Task instructions
Set down the data below from its first line to the line holding "point: road, one", inclusive; omit all pictures.

[The input Boundary: Start]

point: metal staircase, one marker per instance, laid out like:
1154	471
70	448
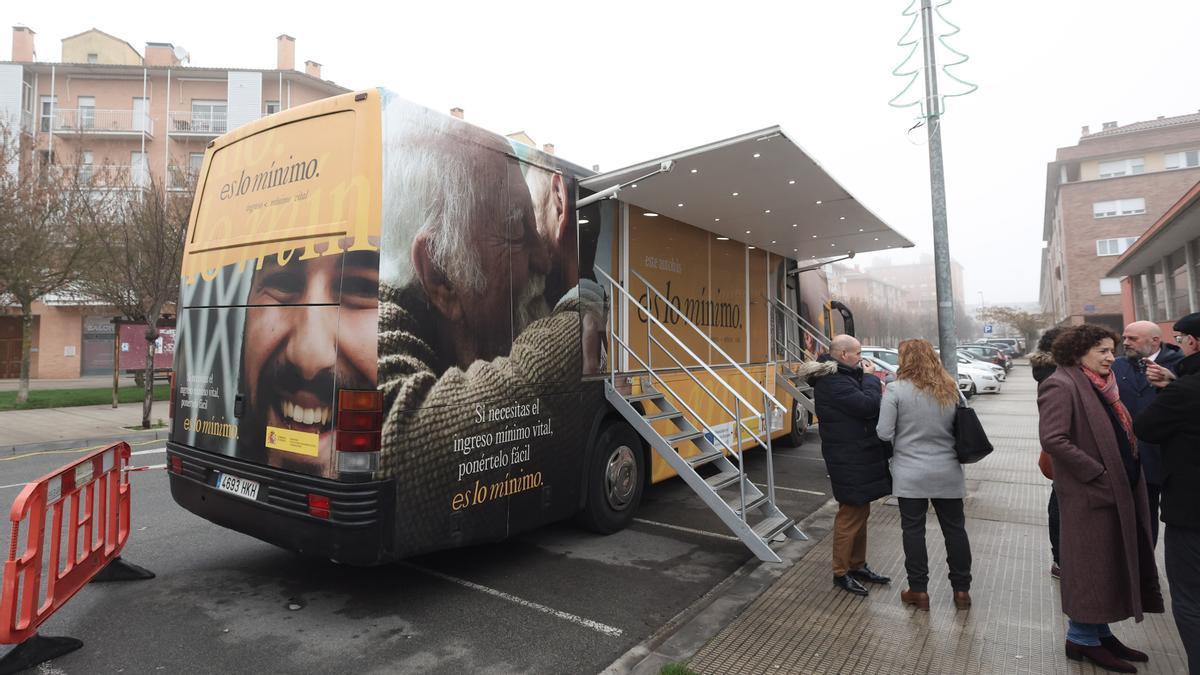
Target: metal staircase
791	352
694	442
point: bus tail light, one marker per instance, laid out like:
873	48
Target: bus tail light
359	425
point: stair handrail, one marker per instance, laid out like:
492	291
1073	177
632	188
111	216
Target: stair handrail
803	323
679	400
712	345
738	422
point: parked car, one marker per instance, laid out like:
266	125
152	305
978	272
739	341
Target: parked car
1001	374
885	354
966	386
883	370
1015	345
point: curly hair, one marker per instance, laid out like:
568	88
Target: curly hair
1048	339
1073	342
919	364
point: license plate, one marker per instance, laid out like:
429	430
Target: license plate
239	487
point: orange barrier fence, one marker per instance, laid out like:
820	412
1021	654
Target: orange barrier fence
85	506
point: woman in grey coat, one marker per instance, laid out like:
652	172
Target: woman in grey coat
917	416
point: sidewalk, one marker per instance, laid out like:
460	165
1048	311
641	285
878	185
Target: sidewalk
51	429
801	623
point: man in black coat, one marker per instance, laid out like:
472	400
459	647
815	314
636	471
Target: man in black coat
1144	340
847	402
1171	422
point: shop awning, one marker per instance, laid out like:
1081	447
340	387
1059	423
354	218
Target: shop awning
761	189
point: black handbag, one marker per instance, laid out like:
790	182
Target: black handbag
971	441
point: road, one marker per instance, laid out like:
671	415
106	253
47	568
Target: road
551	601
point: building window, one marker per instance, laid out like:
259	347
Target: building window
1114	246
1120	208
195	161
1122	167
48	103
209	115
1183	159
87	112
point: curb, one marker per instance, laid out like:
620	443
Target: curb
84	443
690	629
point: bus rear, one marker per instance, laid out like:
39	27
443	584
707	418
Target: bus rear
275	413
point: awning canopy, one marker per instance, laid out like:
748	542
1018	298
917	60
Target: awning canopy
761	189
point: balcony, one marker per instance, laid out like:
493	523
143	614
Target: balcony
102	178
201	124
102	123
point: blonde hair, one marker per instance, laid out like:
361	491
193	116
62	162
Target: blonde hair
919	364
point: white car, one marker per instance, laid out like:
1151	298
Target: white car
983	378
997	370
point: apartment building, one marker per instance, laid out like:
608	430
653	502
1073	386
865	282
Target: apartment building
147	114
1102	195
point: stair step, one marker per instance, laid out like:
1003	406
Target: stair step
772	526
683	436
703	458
735	503
723	481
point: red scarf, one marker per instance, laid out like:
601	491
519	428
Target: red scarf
1111	395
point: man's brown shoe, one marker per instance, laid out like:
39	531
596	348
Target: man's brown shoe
961	599
1116	649
917	598
1099	656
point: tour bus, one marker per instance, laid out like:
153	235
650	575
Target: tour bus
399	332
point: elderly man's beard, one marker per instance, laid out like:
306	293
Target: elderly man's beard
531	304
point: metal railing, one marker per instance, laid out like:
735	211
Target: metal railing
769	404
198	121
93	120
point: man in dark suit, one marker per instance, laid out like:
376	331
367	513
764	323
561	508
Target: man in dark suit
1171	420
1144	340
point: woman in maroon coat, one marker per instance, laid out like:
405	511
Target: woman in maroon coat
1108	560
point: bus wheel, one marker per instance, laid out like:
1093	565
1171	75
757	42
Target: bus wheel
615	479
801	420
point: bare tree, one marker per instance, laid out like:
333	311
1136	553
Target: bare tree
42	249
139	245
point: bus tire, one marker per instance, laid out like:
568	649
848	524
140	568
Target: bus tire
616	478
801	420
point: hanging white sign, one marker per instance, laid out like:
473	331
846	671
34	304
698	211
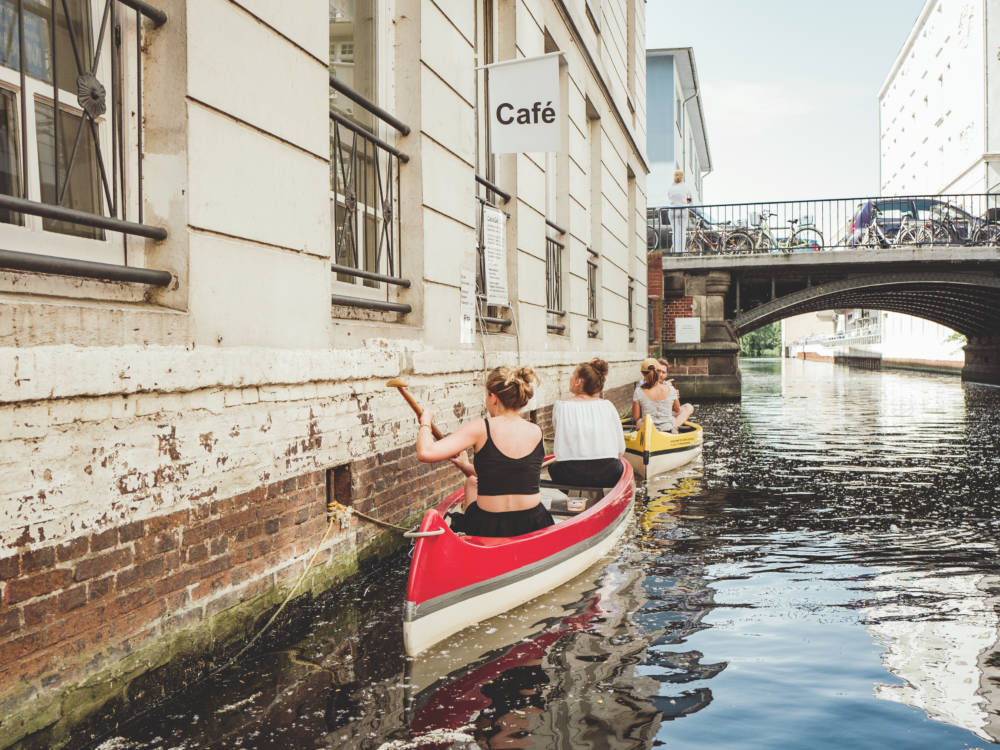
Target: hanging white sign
524	105
467	320
687	330
495	255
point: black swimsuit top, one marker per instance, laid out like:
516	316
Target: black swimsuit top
499	474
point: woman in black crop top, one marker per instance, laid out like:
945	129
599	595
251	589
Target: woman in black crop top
501	488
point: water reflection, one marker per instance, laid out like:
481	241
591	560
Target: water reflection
828	575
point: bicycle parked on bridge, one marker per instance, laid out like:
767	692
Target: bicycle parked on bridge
760	239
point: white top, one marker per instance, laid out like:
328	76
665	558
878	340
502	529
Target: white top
587	430
672	393
678	194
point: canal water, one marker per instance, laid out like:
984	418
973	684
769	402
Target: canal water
826	576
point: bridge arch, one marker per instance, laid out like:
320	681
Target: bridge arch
965	302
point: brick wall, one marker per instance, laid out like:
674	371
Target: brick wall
676	307
151	528
75	608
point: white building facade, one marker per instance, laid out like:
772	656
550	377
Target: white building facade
210	272
677	138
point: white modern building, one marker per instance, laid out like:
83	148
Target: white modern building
675	122
218	242
937	102
934	114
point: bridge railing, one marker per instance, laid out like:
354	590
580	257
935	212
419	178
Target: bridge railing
871	222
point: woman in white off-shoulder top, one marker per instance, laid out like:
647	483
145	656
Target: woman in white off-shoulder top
589	441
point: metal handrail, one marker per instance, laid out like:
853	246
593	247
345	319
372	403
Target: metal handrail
370	304
11	260
341	120
361	274
157	16
490	186
369	105
50	211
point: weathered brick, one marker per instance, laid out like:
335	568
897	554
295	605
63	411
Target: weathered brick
73	549
33	561
197	553
127	578
101	564
10	567
39	584
10	621
103	540
72	598
99	587
150	546
153	568
131	531
219	546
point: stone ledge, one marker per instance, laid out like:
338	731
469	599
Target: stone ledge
705	347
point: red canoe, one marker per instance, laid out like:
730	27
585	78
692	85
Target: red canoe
457	581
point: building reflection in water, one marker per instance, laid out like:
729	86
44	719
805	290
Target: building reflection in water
942	640
605	672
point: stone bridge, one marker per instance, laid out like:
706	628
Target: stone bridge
955	285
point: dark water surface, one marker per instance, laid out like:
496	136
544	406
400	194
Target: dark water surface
827	576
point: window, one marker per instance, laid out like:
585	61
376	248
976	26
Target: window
364	172
353	56
592	320
49	145
631	309
553	275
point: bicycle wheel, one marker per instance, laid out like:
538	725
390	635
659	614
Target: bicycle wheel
695	243
988	234
764	244
806	239
909	234
738	242
939	234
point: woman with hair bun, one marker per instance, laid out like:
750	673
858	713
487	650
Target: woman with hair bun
502	495
589	441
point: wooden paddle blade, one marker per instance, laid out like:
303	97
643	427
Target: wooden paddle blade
401	387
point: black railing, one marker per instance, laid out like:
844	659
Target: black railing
75	103
592	330
489	196
875	222
553	279
365	183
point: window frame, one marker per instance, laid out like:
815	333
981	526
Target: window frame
31	236
355	286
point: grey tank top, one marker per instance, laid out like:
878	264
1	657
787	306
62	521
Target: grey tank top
662	412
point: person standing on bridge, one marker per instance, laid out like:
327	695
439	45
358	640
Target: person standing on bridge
678	194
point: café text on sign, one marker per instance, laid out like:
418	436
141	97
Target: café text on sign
524	105
495	256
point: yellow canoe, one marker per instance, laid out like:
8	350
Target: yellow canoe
652	452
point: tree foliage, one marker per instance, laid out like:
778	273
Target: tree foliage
764	342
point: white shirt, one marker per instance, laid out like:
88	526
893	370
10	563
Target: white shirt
678	194
587	430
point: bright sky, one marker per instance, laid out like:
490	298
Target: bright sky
789	89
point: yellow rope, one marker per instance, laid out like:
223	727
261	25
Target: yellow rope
333	506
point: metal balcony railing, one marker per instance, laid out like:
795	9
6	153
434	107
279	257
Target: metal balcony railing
365	181
592	329
553	277
872	222
84	175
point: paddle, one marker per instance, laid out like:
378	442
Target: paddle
400	385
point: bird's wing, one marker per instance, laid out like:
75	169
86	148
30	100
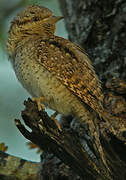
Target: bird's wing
70	64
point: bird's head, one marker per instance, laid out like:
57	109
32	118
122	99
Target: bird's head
32	21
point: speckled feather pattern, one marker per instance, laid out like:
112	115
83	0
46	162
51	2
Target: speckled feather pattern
41	60
73	68
55	68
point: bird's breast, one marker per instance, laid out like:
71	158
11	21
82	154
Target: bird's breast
39	82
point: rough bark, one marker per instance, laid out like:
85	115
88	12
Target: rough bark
99	27
68	146
14	168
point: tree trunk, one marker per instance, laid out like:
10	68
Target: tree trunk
100	28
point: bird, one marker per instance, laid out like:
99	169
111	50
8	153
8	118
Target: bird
54	69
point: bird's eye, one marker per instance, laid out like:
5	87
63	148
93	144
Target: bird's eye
35	19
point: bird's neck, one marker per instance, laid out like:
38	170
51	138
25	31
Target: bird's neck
18	36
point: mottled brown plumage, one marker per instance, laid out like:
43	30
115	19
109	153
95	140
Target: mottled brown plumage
54	68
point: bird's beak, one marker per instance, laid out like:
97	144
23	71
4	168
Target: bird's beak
55	19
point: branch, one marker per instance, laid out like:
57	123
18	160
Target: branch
66	145
13	168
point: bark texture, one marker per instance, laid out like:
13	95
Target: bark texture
100	28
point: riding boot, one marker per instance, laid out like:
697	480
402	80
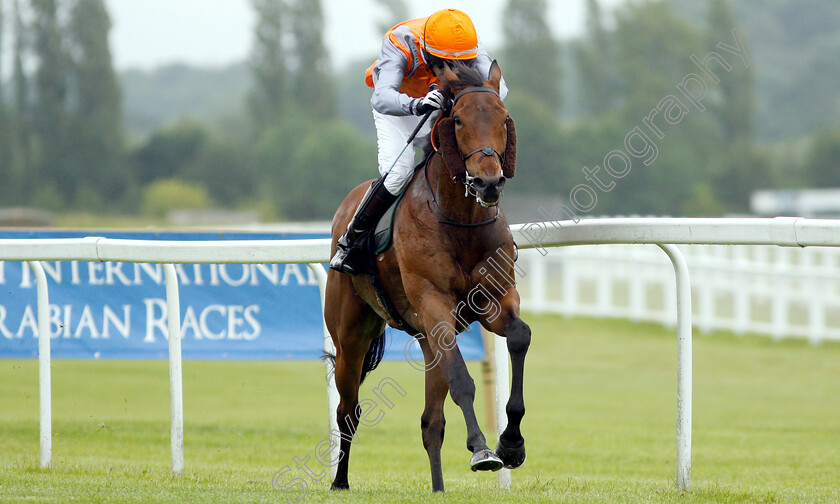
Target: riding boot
350	252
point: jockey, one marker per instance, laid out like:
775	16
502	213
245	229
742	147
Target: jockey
402	80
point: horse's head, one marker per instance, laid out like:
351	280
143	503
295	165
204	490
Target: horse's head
477	137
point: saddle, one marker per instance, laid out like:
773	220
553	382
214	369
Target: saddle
379	240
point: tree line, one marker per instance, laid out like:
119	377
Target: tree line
289	154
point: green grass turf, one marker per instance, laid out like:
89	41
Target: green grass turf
600	426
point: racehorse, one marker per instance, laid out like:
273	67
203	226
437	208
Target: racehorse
451	263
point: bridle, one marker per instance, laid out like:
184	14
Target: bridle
486	151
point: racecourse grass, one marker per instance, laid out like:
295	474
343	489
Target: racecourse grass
600	426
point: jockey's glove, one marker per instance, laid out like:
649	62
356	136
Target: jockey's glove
432	101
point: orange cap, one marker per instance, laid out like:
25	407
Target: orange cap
450	34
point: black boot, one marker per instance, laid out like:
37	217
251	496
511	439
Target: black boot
350	253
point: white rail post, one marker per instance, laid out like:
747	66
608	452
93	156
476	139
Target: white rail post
502	395
332	391
176	391
684	366
44	363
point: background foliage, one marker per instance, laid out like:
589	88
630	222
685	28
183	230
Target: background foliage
288	134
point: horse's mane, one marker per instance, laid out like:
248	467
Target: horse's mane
467	77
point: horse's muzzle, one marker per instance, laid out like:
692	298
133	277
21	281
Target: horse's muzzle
489	190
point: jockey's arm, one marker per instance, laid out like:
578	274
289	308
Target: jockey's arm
389	72
482	64
388	75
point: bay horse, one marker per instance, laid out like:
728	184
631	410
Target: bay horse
451	263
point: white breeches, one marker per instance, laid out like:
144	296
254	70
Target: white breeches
392	133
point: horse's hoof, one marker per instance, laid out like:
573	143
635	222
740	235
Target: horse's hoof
485	460
512	457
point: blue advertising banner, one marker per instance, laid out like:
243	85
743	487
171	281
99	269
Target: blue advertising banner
228	311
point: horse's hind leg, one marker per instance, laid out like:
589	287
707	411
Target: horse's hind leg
352	325
433	422
348	373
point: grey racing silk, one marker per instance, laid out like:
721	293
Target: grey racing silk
390	70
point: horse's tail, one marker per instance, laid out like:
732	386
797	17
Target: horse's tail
372	358
374	355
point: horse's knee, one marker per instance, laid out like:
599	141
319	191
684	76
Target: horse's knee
462	387
432	426
518	335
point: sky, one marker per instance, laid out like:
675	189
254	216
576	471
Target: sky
150	33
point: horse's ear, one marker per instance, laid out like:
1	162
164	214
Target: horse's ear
449	148
509	166
495	75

[The input Boundary: End]

Response area
point: metal staircase, one marker per instance, laid out like:
1154	471
70	448
Target: metal staircase
791	352
694	442
point: bus tail light, one marker per instance, laid out like:
873	48
Target: bus tail light
359	425
point: stair handrail, one marker per instance, laid out like:
492	291
1073	177
632	188
111	216
Target: stair handrail
803	323
679	400
712	345
738	422
point: parked car, one marker per instance, laid out like:
266	125
152	305
978	272
739	341
Target: parked car
1001	374
885	354
966	386
883	370
1015	345
point: curly hair, one marker per instance, laid out like:
568	88
Target: curly hair
1048	339
1073	342
919	364
point: license plate, one marker per instance, laid out like:
429	430
Target: license plate
239	487
point: orange barrier fence, one marker per instance, laid out like:
820	412
1021	654
Target: orange barrier fence
85	506
point: woman in grey coat, one marker per instance, laid out like:
652	172
Target: woman in grey coat
917	416
point: sidewalk, one marker per instance, laid out like:
460	165
1048	311
641	285
878	185
Target: sidewalk
51	429
801	623
point: man in black coat, one marker per instance, laid out like:
472	400
459	647
815	314
636	471
Target: man in black coat
1144	340
847	402
1171	422
point: shop awning, one marker per instance, laid out like:
1081	447
340	387
1059	423
354	218
Target: shop awning
761	189
point: black handbag, one marker per instance, laid out like:
790	182
Target: black handbag
971	441
point: road, one marker per instance, laid out like:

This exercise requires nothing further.